§ **Письменное задание 1**
Ответьте по статье на вопросы:
(а) Кому адресовано письмо Цыха?
(б) Какого историка Цых в отношении красоты ставит выше Тита Ливия?
(в) На чём, по оценке Цыха, «помешан» Генри Галлам?

Глубину и широту знаний Цыха ярко иллюстрирует дошедшее до нас его письмо М.П. Погодину, где в сжатой форме автор дает, может быть, не всегда точные, но весьма яркие и достаточно смелые характеристики современным историкам, оценивая вклад каждого в изучение всеобщей истории. В частной переписке Цых предстает как внимательный читатель и эстет, а не педант-ученый: Эдуард Гиббон (1737−1794) для него «красив», «столь красив, что я отдаю ему преимущество в этом отношении пред Титом Ливием»; читая Тьери, он чувствует «какое-то тихое, нежное, сладкое удовольствие» и не стыдится признаться в том, что одно место, где французский автор говорит о страсти жителей Валисса к музыке и поэзии, «извлекло  слезы» у него, остроумно, но не обоснованно заключая: «Но вот и все достоинства Тьери». Для Цыха нет абсолютного авторитета, многих историков автор упрекает в односторонности подхода и нехватке общего философского взгляда. Так, Уильям Робертсон (1721−1793) «тих, плавен, здравомыслящ, спокоен», «настоящий этик между новыми историками», но «ни крошки не философ»; Генри Галлам (1777−1859) «помешан на одних Конституциях и только». Баранта автор критикует за то, что тот не составил из происшествий описываемого им века «живой, разительной, воодушевленной картины с современными красками». Даже высоко ценимый Цыхом Геерен с его «светлым, беспристрастным, систематическим, метким, ученым до бесконечности» умом оказывается при этом «не довольно философ»27.

§ **Материал к заданию**
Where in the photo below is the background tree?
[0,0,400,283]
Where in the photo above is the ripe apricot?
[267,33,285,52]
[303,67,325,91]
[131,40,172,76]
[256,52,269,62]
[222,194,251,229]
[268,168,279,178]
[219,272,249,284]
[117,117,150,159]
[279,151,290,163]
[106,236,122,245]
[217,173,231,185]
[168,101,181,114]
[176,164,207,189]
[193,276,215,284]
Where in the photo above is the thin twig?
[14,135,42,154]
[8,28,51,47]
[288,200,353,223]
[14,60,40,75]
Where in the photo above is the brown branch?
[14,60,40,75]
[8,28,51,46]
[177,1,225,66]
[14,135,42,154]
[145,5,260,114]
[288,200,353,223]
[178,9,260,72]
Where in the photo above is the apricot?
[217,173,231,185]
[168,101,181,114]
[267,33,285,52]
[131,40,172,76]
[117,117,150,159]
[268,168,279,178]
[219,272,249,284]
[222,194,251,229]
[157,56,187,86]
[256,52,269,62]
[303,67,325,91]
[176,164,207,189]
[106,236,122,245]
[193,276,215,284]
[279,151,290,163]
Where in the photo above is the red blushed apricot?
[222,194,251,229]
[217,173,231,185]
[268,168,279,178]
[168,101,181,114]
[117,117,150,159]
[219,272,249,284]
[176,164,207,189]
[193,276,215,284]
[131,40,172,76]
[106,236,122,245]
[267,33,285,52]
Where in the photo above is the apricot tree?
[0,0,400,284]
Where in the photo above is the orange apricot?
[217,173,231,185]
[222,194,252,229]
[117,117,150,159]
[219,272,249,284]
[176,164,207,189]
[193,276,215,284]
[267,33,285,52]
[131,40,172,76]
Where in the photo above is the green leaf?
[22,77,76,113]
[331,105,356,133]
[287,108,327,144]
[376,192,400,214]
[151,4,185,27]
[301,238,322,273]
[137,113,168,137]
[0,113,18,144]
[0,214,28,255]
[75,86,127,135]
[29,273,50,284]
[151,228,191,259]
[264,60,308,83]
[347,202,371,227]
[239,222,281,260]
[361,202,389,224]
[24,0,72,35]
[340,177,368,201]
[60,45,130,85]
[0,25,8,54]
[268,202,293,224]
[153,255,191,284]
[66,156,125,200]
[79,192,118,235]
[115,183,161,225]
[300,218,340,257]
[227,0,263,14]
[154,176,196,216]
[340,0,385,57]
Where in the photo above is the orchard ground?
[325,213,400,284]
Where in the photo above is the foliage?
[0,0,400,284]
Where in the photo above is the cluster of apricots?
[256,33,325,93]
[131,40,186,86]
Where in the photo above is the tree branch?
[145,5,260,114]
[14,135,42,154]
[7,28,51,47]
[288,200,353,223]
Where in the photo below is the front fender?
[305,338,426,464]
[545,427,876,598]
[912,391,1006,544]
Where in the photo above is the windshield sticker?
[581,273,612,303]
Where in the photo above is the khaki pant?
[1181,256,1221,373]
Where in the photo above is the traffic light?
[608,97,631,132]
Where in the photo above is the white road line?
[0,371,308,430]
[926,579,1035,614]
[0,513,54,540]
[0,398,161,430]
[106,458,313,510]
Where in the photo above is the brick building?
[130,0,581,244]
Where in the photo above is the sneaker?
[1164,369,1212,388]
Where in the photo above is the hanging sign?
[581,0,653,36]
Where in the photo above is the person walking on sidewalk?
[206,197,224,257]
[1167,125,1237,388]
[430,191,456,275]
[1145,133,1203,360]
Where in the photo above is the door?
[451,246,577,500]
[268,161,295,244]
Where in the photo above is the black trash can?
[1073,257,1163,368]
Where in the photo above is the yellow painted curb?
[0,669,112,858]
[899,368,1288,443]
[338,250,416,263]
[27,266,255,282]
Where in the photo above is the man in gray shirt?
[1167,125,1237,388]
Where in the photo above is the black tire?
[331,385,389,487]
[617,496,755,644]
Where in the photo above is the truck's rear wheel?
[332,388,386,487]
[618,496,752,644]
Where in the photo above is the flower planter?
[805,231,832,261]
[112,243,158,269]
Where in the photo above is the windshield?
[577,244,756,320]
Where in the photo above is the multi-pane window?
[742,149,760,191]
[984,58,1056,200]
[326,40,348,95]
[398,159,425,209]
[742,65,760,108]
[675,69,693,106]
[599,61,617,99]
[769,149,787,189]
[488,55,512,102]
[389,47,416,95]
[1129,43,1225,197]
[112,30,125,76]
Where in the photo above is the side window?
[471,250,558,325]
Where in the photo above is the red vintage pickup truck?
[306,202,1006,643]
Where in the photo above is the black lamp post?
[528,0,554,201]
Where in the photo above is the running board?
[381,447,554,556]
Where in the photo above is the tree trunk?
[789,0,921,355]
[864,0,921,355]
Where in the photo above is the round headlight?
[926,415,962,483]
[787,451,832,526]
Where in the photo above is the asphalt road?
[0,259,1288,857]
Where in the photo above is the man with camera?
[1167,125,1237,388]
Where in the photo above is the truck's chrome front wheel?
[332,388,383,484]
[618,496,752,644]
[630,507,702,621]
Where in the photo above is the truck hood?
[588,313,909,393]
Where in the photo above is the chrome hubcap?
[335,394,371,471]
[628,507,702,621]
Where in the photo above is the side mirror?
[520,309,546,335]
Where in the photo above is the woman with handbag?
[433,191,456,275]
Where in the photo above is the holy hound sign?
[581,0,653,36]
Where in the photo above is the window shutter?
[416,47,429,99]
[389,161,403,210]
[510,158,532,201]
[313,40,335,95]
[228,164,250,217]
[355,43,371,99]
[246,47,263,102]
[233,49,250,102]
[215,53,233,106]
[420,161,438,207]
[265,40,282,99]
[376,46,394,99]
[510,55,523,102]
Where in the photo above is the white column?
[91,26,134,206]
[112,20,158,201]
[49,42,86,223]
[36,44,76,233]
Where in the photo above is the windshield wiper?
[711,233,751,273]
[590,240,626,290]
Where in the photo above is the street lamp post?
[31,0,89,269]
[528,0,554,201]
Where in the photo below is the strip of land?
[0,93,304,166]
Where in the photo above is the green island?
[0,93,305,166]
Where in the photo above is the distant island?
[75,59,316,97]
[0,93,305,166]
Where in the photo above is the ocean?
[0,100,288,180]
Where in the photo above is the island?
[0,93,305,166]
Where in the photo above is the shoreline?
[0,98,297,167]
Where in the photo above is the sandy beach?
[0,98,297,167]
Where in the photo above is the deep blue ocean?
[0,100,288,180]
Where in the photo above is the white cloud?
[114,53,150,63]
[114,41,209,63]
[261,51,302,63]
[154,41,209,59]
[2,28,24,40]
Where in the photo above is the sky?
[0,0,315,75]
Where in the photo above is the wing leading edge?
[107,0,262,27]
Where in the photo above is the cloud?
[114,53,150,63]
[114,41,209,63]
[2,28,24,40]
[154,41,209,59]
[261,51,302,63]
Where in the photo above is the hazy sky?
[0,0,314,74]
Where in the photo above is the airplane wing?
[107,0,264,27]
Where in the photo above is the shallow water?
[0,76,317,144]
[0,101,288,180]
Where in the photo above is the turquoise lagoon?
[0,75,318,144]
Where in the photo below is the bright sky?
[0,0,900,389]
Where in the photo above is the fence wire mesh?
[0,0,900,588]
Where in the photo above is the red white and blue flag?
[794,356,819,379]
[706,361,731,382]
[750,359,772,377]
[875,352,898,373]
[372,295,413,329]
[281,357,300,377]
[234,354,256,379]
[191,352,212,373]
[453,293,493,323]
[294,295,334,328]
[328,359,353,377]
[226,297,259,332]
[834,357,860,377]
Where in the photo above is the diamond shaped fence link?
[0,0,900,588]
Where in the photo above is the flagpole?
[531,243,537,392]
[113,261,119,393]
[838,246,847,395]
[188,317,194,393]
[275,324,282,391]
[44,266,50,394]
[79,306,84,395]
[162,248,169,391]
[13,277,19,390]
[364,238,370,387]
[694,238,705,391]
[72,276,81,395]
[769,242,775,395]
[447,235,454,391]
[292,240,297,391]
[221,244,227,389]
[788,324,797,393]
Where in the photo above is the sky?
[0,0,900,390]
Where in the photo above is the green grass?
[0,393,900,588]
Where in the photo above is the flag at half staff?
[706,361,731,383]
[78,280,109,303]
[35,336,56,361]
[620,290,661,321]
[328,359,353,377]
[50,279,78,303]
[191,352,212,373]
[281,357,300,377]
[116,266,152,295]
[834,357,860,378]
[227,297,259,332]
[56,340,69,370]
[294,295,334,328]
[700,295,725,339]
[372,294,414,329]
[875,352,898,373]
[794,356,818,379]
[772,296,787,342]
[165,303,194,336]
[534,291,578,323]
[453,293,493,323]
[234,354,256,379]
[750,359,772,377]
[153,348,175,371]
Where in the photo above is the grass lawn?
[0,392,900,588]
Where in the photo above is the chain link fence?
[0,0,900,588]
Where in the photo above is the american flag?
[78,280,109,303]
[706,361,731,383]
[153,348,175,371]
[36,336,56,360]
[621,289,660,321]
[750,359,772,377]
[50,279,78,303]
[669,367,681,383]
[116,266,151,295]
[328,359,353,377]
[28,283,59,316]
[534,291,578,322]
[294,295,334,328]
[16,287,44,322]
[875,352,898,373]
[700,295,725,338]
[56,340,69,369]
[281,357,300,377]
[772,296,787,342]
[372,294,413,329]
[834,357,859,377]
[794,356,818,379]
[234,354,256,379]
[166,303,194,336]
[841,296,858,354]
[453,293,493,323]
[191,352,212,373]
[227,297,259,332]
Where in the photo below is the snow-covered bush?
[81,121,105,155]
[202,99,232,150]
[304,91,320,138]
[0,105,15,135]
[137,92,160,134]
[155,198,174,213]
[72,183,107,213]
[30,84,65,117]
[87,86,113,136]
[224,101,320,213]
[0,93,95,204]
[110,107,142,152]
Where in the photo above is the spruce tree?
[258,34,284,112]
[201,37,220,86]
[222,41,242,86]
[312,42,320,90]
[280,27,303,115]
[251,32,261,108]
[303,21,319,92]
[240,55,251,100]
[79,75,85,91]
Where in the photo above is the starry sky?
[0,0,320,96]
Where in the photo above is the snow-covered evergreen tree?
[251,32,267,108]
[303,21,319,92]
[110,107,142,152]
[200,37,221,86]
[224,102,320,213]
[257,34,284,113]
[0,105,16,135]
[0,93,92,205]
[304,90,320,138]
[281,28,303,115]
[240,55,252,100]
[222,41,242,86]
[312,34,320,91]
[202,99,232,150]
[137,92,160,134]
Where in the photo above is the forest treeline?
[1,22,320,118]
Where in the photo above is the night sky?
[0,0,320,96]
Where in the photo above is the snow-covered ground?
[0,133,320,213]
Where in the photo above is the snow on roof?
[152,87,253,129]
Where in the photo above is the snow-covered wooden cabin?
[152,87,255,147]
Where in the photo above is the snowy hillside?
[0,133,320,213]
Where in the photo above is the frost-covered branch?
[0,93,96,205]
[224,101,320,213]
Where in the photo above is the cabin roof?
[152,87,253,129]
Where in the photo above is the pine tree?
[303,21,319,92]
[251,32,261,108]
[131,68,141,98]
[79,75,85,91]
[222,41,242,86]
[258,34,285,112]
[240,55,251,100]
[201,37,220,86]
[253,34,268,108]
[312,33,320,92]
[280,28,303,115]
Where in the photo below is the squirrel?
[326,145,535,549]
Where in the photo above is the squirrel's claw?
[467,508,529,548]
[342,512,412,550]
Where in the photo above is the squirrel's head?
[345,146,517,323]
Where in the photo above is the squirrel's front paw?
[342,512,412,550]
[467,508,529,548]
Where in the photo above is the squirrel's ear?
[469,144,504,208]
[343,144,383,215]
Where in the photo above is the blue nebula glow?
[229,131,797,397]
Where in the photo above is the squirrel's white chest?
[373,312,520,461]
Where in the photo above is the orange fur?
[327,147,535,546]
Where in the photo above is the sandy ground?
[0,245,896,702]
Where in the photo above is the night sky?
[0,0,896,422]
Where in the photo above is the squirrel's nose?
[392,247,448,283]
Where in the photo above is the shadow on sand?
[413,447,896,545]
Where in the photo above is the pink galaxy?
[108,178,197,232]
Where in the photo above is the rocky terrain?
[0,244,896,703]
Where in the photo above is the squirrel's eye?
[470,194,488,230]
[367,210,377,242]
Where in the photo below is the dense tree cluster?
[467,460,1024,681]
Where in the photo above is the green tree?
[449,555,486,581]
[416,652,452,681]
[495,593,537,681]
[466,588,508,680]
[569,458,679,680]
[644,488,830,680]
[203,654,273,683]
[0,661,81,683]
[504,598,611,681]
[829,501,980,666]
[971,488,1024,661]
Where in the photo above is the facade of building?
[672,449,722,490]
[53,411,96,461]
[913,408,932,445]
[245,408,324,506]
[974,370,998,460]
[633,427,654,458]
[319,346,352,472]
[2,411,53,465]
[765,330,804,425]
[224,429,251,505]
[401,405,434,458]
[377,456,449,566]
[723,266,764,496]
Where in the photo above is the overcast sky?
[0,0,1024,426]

§ **Письменное задание 2**
Оформите записи от строки, содержащей «Where in the photo above is the squirrel's claw?», до конца записей включительно в виде нумерованного списка, опустив пустые строки.

§ **Письменный ответ 1**
(а) М.П. Погодину.
(б) Эдуарда Гиббона.
(в) На одних Конституциях.

§ **Письменный ответ 2**
1. Where in the photo above is the squirrel's claw?
2. [467,508,529,548]
3. [342,512,412,550]
4. Where in the photo above is the squirrel's head?
5. [345,146,517,323]
6. Where in the photo above is the squirrel's front paw?
7. [342,512,412,550]
8. [467,508,529,548]
9. Where in the photo above is the squirrel's ear?
10. [469,144,504,208]
11. [343,144,383,215]
12. Where in the photo above is the blue nebula glow?
13. [229,131,797,397]
14. Where in the photo above is the squirrel's white chest?
15. [373,312,520,461]
16. Where in the photo above is the orange fur?
17. [327,147,535,546]
18. Where in the photo above is the sandy ground?
19. [0,245,896,702]
20. Where in the photo above is the night sky?
21. [0,0,896,422]
22. Where in the photo above is the squirrel's nose?
23. [392,247,448,283]
24. Where in the photo above is the shadow on sand?
25. [413,447,896,545]
26. Where in the photo above is the pink galaxy?
27. [108,178,197,232]
28. Where in the photo above is the rocky terrain?
29. [0,244,896,703]
30. Where in the photo above is the squirrel's eye?
31. [470,194,488,230]
32. [367,210,377,242]
33. Where in the photo below is the dense tree cluster?
34. [467,460,1024,681]
35. Where in the photo above is the green tree?
36. [449,555,486,581]
37. [416,652,452,681]
38. [495,593,537,681]
39. [466,588,508,680]
40. [569,458,679,680]
41. [644,488,830,680]
42. [203,654,273,683]
43. [0,661,81,683]
44. [504,598,611,681]
45. [829,501,980,666]
46. [971,488,1024,661]
47. Where in the photo above is the facade of building?
48. [672,449,722,490]
49. [53,411,96,461]
50. [913,408,932,445]
51. [245,408,324,506]
52. [974,370,998,460]
53. [633,427,654,458]
54. [319,346,352,472]
55. [2,411,53,465]
56. [765,330,804,425]
57. [224,429,251,505]
58. [401,405,434,458]
59. [377,456,449,566]
60. [723,266,764,496]
61. Where in the photo above is the overcast sky?
62. [0,0,1024,426]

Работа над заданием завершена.